## Records from a data source
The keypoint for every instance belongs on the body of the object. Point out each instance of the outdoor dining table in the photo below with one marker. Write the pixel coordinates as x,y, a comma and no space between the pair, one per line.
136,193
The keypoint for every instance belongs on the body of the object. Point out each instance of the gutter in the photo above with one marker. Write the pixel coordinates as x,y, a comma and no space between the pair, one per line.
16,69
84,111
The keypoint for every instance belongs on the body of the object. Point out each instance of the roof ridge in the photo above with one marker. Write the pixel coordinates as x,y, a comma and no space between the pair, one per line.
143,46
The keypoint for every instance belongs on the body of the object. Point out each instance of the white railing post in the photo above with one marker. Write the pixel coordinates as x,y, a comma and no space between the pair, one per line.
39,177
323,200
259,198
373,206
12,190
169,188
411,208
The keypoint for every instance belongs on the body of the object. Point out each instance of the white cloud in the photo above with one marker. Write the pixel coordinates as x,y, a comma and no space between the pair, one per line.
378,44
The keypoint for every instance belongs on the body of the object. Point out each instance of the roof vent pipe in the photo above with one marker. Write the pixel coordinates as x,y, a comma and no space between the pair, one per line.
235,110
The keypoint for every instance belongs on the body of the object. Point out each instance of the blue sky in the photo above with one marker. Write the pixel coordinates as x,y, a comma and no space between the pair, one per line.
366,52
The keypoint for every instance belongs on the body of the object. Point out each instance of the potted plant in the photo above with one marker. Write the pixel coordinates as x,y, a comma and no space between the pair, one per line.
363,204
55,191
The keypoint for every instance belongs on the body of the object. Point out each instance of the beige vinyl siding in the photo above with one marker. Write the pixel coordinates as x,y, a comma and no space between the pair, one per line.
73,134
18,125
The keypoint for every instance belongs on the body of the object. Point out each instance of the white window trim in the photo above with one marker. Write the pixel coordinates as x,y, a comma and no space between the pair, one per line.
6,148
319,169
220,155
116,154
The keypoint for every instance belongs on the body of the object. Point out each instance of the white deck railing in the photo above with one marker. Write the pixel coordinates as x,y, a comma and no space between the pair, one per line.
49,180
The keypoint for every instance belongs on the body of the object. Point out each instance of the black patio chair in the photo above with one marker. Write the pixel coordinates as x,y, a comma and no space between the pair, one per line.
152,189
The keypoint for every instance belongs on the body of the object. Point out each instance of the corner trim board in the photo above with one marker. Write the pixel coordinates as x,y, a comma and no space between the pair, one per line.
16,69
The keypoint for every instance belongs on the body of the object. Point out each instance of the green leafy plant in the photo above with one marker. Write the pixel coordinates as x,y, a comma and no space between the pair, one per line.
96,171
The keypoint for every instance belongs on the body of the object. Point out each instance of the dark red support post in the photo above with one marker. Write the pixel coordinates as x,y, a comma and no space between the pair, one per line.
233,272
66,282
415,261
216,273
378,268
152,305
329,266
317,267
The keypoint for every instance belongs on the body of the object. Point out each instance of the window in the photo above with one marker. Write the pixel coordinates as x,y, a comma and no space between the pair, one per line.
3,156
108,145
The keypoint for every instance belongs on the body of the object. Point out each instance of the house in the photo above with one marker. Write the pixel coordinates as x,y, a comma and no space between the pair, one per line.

## Exercise prompt
Write all of the data above again, exactly as given.

## Solution to this task
The keypoint for every instance belongs on the body of the object. Point out each instance of the outdoor dining table in the photo below with one marker. Write the pixel coordinates as x,y, a comma and no space between the pair, one per line.
136,193
The keypoint for every instance belongs on the body of the object. Point out each instance of the gutter in the photo above with one marker. Write the pixel coordinates as x,y, a comma and no space between the pair, one per line.
16,69
84,111
The keypoint for every instance belongs on the body of the object. Point out each instance of the roof ridge in the photo above with one marker. Write the pixel coordinates as x,y, a comma and no space between the pair, one per line.
143,46
The keypoint for every instance belongs on the body of the object. Point out each instance of the white railing post in the photo above with one marker. Write the pixel coordinates as x,y, a comma and no space between the pair, one per line.
39,177
323,200
259,198
373,206
12,190
169,188
411,208
The keypoint for every instance belongs on the body of the object. Point out each instance of the white cloud in the photo above with one marker. Write the pixel coordinates as x,y, a comma and no space between the pair, one per line.
378,44
The keypoint for every instance belongs on the body of the object. Point out each instance of the roof vent pipe in the photo above with one marker. Write the pixel coordinates as x,y, a comma and no space between the pair, one per line.
235,110
The keypoint for every instance belongs on the body of the object. Point out each instance of the blue sky in the photo above with one marker. Write the pixel coordinates as x,y, a comma and no space between the pair, one per line.
366,52
The keypoint for every instance belongs on the body of the object. Point out each instance of the potted plant in the photo above with one marker. Write the pixel coordinates as x,y, a comma and no space between the pair, one per line.
363,204
55,191
The keypoint for every instance belongs on the body of the object. Point out each instance of the beige vinyl siding in the photo above with one marker. Write the pixel coordinates as x,y, a comma and no space between the pair, one per line.
73,134
18,125
The keypoint for every instance belongs on the body of the object. Point out each instance of the white window trim in the photo above with one marker. Write the pixel coordinates as x,y, a comma and no space between the pair, one per line.
6,148
319,169
220,155
116,154
The keypoint for every instance belongs on the body of the object. Point out each instance of the white deck railing in the photo above with one marker. Write the pixel coordinates as x,y, a comma and no space between the pair, one per line.
49,180
The keypoint for every instance belongs on the body of the object. Point out each instance of the black patio chair in the photo above with one marker. Write the pixel coordinates as x,y, a comma and no space between the pair, one per line.
152,189
The keypoint for every instance belongs on the body of the object. Point out each instance of the corner trim board in the photo above with one marker. Write the pixel coordinates as x,y, a comma and no space between the pair, one per line.
16,69
The keypoint for every instance belongs on the body of the object. Point out each instance of the green leafy plant in the photo above with one marker. Write the pixel coordinates as x,y, a comma and no space between the pair, one per line.
96,171
The keypoint for every instance belongs on the body of the object. Point out each instance of the dark red support post in the photo above with one marker. Write the pixel coordinates as x,y, a comma and no space between the pair, one per line.
233,272
66,282
415,261
216,273
378,268
152,305
329,266
317,267
The keypoint for every instance belongs on the body of the object. Point out each instance of the window in the photo above with one marker. Write the pixel coordinates as x,y, a comma and no space between the pair, one per line.
3,156
108,145
The keypoint for every instance belongs on the body of the object. Point out each instance of the house in the photo above with one marker. Write the pixel coordinates as x,y, a comma and no space between the pair, one per line.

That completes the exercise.